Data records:
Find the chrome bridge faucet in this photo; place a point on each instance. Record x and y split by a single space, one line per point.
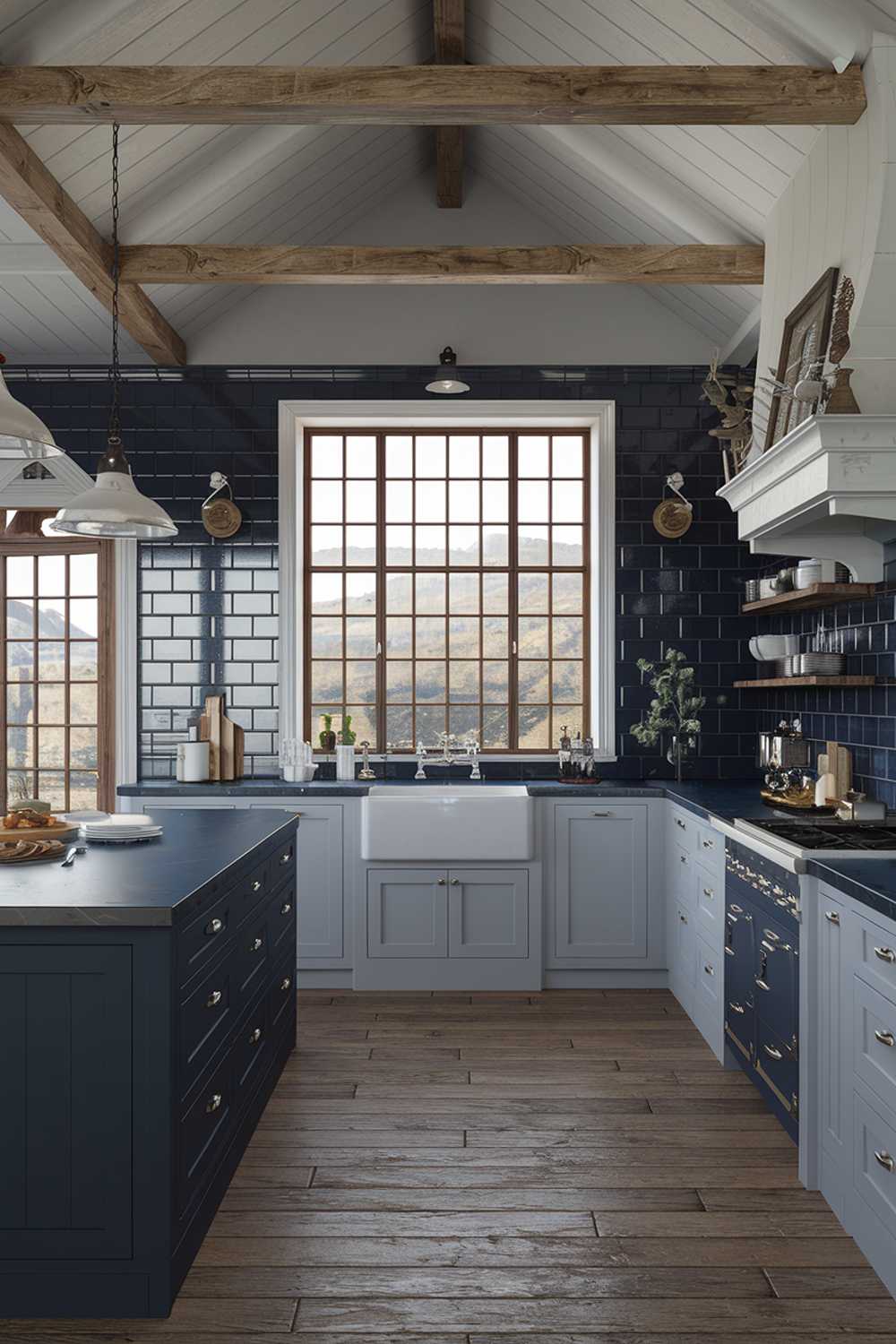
449 754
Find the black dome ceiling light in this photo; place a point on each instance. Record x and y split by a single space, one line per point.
446 382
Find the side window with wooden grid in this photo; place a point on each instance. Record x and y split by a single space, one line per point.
56 674
446 586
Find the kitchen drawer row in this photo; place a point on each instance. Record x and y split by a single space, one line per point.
853 1005
587 910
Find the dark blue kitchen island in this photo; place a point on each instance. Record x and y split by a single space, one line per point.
148 1007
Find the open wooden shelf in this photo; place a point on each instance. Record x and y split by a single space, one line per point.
812 599
804 680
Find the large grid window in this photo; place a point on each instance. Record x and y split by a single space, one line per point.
446 585
56 672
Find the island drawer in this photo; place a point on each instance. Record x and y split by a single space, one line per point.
206 1016
201 940
282 991
204 1129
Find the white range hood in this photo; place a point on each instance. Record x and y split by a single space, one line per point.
828 489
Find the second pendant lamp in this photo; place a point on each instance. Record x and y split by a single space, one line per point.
115 507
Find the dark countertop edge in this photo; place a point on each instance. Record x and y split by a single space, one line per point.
871 897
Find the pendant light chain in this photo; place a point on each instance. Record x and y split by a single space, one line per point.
115 373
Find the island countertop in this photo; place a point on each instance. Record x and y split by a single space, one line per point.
139 884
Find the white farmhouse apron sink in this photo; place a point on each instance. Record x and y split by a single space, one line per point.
447 822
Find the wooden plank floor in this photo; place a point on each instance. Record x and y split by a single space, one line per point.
557 1168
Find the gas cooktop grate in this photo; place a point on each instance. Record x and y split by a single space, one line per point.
833 835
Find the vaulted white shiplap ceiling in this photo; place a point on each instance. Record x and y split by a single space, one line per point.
306 185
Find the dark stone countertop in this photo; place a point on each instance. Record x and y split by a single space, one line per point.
137 884
872 882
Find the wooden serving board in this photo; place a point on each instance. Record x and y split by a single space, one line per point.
56 832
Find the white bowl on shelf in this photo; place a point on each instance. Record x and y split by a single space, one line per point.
767 648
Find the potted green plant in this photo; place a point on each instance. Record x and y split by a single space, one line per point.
673 710
327 737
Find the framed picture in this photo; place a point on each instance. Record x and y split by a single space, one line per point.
805 340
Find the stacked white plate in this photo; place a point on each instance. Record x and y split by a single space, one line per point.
121 828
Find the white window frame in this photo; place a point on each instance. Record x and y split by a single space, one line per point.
597 418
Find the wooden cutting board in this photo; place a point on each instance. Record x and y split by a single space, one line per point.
56 832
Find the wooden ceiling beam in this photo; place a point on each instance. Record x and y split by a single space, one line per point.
447 27
43 203
437 96
694 263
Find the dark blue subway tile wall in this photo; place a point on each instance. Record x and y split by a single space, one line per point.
209 610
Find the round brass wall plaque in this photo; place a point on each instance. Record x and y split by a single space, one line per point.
222 518
672 519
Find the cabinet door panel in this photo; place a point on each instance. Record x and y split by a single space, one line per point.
831 1056
487 913
600 882
66 1116
406 913
320 882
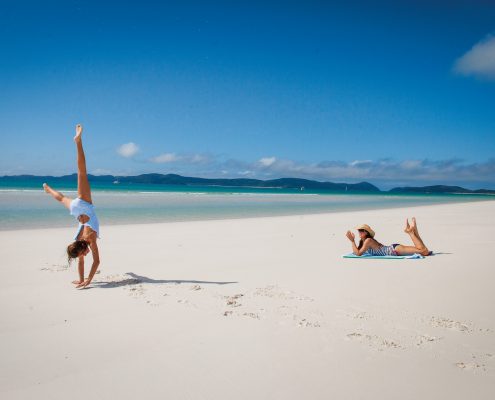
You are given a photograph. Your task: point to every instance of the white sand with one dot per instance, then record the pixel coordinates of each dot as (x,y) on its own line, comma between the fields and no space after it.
(299,322)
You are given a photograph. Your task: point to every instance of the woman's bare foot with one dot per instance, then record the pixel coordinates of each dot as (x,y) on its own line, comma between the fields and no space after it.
(414,226)
(77,138)
(408,229)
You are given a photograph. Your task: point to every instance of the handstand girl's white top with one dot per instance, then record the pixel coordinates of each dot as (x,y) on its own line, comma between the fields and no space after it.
(80,207)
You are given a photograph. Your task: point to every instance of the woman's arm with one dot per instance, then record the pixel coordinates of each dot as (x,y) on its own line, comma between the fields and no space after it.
(96,261)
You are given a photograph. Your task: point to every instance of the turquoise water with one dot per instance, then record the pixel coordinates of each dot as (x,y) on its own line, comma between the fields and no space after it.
(27,206)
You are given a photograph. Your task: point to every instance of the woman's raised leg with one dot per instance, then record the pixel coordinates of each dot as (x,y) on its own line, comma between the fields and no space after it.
(419,246)
(58,196)
(83,188)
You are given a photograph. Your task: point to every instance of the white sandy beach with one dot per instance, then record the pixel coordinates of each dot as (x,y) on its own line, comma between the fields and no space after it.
(261,308)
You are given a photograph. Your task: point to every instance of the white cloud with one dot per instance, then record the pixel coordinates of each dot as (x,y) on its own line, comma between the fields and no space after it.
(267,161)
(166,158)
(479,61)
(128,149)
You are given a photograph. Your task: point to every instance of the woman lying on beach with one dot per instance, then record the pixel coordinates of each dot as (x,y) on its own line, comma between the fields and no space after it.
(82,208)
(368,245)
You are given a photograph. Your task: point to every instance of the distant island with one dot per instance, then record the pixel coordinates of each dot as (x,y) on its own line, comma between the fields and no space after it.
(281,183)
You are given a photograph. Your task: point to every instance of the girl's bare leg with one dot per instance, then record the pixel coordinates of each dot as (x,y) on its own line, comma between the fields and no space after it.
(412,231)
(80,268)
(57,195)
(83,188)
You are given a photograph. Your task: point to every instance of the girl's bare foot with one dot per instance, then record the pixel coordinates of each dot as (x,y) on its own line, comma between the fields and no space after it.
(409,228)
(414,226)
(77,138)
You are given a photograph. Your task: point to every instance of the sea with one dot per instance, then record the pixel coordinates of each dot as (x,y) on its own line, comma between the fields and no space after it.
(25,205)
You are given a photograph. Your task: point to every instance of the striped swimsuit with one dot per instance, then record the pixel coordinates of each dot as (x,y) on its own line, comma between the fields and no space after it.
(382,251)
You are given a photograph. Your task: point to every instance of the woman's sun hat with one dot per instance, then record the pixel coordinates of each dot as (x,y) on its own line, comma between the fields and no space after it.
(367,229)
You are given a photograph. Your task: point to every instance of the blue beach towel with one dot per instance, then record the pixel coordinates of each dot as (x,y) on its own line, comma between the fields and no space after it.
(414,256)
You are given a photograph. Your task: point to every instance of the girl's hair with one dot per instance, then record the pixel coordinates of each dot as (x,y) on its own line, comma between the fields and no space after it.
(76,248)
(361,242)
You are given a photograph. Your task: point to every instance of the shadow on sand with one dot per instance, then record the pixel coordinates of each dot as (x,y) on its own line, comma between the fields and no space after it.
(137,279)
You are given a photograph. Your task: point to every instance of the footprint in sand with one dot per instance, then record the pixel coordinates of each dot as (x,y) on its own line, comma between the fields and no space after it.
(232,300)
(440,322)
(426,339)
(374,341)
(274,291)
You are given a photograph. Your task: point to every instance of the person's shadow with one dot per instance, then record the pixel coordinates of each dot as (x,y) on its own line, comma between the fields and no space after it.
(137,279)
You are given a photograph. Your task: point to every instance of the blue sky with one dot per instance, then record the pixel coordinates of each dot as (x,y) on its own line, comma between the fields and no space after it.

# What you have to do
Each entry above should be given again exactly, with its pictures omitted.

# The completed task
Find the chrome bridge faucet in this photo; place a point on each instance. Record x and y split by a single space, one line per point.
449 754
Find the black dome ceiling light in this photo; place a point on each instance. Record x and y split by a single space, one line per point.
446 382
Find the side window with wooden grid in this photo; place a point on each instance. Record x and y split by a single space, one line per point.
56 674
446 586
Find the kitchen drawer row in this photo; place a point on each instance. Record x and y split by a single space, one line per point.
853 1005
587 910
Find the dark blue kitchen island in this photo; place a point on each instance. Record x and y split by a single space, one line per point.
148 1007
Find the open wooden shelf in this photo; place a point on each instance. Record x and y split by a single space, one line per point.
812 599
804 680
Find the large grid window in this photo; place a point on each instance. Record x and y split by a single space, one line per point.
446 585
56 672
Find the island drawer in this photo; place a point on each instance. Record x and y split by a single space, one line per point.
206 1016
201 940
282 991
204 1129
Find the white range hood in this photo; place a point on each instance. Record x and y split by a single space, one line per point.
828 489
Find the second pendant lamp in this photo; place a point on each instance. Record x and y split by a single space, one line per point.
115 507
Find the dark countertop edge in this photo; place a point on each instance. Record x and y split by a single space, one line per point.
871 897
Find the pendant light chain in this photo; place a point on each instance. Record x and y split by a single space, one line per point.
115 373
Find the island countertop in this photo; place a point on each instance. Record x and y split by a single space, one line per point.
139 884
Find the white farmhouse apron sink in this photo; place a point on each instance. Record x and y split by a single space, one line per point.
447 822
Find the wooden plank floor in this photo; place a point on each instance. Record x and y split by a single space, one line per point.
557 1168
Find the gas cooktop grate in this photo; place a point on each instance. Record x and y split by a single space, one line per point.
833 835
Find the vaulted white shiplap ceiling in this photo; place a point on each instance. Record x and y split by a single space, one line per point.
306 185
Find the dark stone countertop in this photo; place a point on each instance. Record x and y split by a single space, one line per point.
137 884
872 882
Find the wooden serving board in this photo; place a point on each instance. Record x and y split by a single space, one line per point.
56 832
Find the white bowl on shelf in this photo; place a point on each instance. Record x and y split by a single space, one line per point.
767 648
Find the potted green plant in this photo; place a point on each instance. Record x and y split by a single space, one line per point.
673 710
327 737
Find the framed picture in this photo; place a point on each instance. Record x and y split by a single space, one line per point.
805 340
Find the stacked white plate in this photo; place a point on each instance. Record x and y split by a single space, one line per point.
121 828
Find the white window frame in this photo; place a point on each instance. Record x and y split by a single space, one line per point.
597 418
Find the wooden cutting board in this photo; place a point on each instance. Record x and y split by a single space, one line per point.
56 832
Find the wooden ceiling beam in this photo; place a point on each instance. Record x and y split by a single space, one line per point.
447 27
43 203
437 96
694 263
Find the dark blue subway tile wall in this photo; place a point on each instance. Record x and y split by a single space, one line per point.
209 610
Find the round brass wall plaque in this photo; place a point on each instance. Record x and y split by a single space, one line per point.
222 518
672 519
Find the cabinet door panel in this photo; place a point on each instance. Record x and y split by a single space, one line per point.
831 1056
487 913
600 882
66 1116
406 913
320 882
You are given a photograph. Your task: point to every instance of the white sand with one dot per instance, then record the pixel coordinates of each dot as (x,y) on its own line, comma between the fields and no space after it.
(299,322)
You are given a photograph. Your task: point to every instance of the woman's bare foot with one dot per instance, then record the pixel coordinates of each dot as (x,y) on its own line, comma between the fields and no space after it.
(414,226)
(77,138)
(408,229)
You are given a photograph. Your task: point to every instance of the handstand girl's white top with one dot per instance, then record the pixel coordinates of each dot as (x,y) on its own line, comma between the fields and no space after it.
(80,207)
You are given a photograph. Your task: point to every instance of the woman's arm with one dot per instance, then record the pixel coordinates of each dot as (x,y) on its own line, comma between the fields and no space after it.
(96,261)
You are given a photograph. Your task: point to every instance of the turquoise water with one dot per instance, then record the pixel coordinates of each dot as (x,y) on its own line, comma between the fields and no space after it.
(27,206)
You are given a photograph. Your task: point to every instance of the woman's raised leg with one dot per instance, then record the pixel coordinates of each dot as (x,y) on its own line, comma between the fields and no space after it.
(419,246)
(58,196)
(83,188)
You are given a photograph. Your task: point to every instance of the white sandy beach with one dot per instance, then record the pixel coordinates of each dot as (x,y) on its own line, comma between the fields and no space after it.
(261,308)
You are given a photograph. Your task: point to every instance of the white cloud with one dot per instance, then record the pixel coordinates of each dot as (x,y) on its own line, comma between the fields and no space after it.
(267,161)
(166,158)
(479,61)
(128,149)
You are given a photograph. Your task: point to every instance of the woman lying on beach with one dot per instance, then record the pixel coordinates of each dot as (x,y) on its own line, comma between the fields and no space after it.
(82,208)
(368,245)
You are given a photograph. Your task: point to every instance of the distant island with one dot per instance, then record the pixel coordinates of each dot as (x,y) on its own line, comma between the fields and no space after it.
(281,183)
You are given a photograph. Your task: point to every instance of the girl's bare leg with one dot per instance, then record the pixel coordinates of each dot as (x,y) on its own line, comma between the fields and no space after it.
(412,231)
(80,268)
(57,195)
(83,188)
You are given a photograph. Your task: point to every instance of the girl's bare foot with one dot per instance, then record the pixel coordinates of each dot as (x,y) on its own line, comma between the fields and no space after it.
(409,228)
(414,226)
(77,138)
You are given a photograph. Your task: point to every instance of the sea with one dot per instance, then record the pixel coordinates of each dot as (x,y) on its own line, comma between the fields and no space after it.
(25,205)
You are given a photograph. Your task: point to every instance of the striped swimsuit with one dot per instance, then record the pixel coordinates of each dot as (x,y) on its own line, comma between the fields and no space after it.
(382,251)
You are given a photograph. Your task: point to every instance of the woman's sun hat with one dot per instance, then record the pixel coordinates of each dot as (x,y) on its own line, comma between the fields and no space after it.
(367,229)
You are given a photograph. Your task: point to every instance of the blue beach towel with one dot per instance, then record the pixel coordinates of each dot as (x,y) on its own line, comma between the fields and no space after it.
(414,256)
You are given a photograph. Your task: point to every instance of the girl's hair with one dot per instance, then record the pixel coordinates of each dot as (x,y) on its own line, comma between the fields and no space after it.
(76,248)
(361,242)
You are given a photograph. Your task: point to every instance of the shadow on sand with one dot per instance, then record the pixel coordinates of each dot as (x,y) on its own line, comma between the fields and no space after it.
(137,279)
You are given a photograph. Your task: point to every instance of the footprint in sand with one dot per instance, then record the pixel coordinates of each dot as (x,y) on its own line, comma between the fields and no space after it.
(232,300)
(440,322)
(426,339)
(374,341)
(274,291)
You are given a photograph. Your task: point to every instance of the person's shadow with one dot per instance, then record the pixel coordinates of each dot as (x,y) on its own line, comma between the fields and no space after it.
(137,279)
You are given a photograph. Your task: point to every instance of the blue sky with one dot per instance, then record the pixel coordinates of each dot as (x,y) on its own line, comma between the fields and no space after it.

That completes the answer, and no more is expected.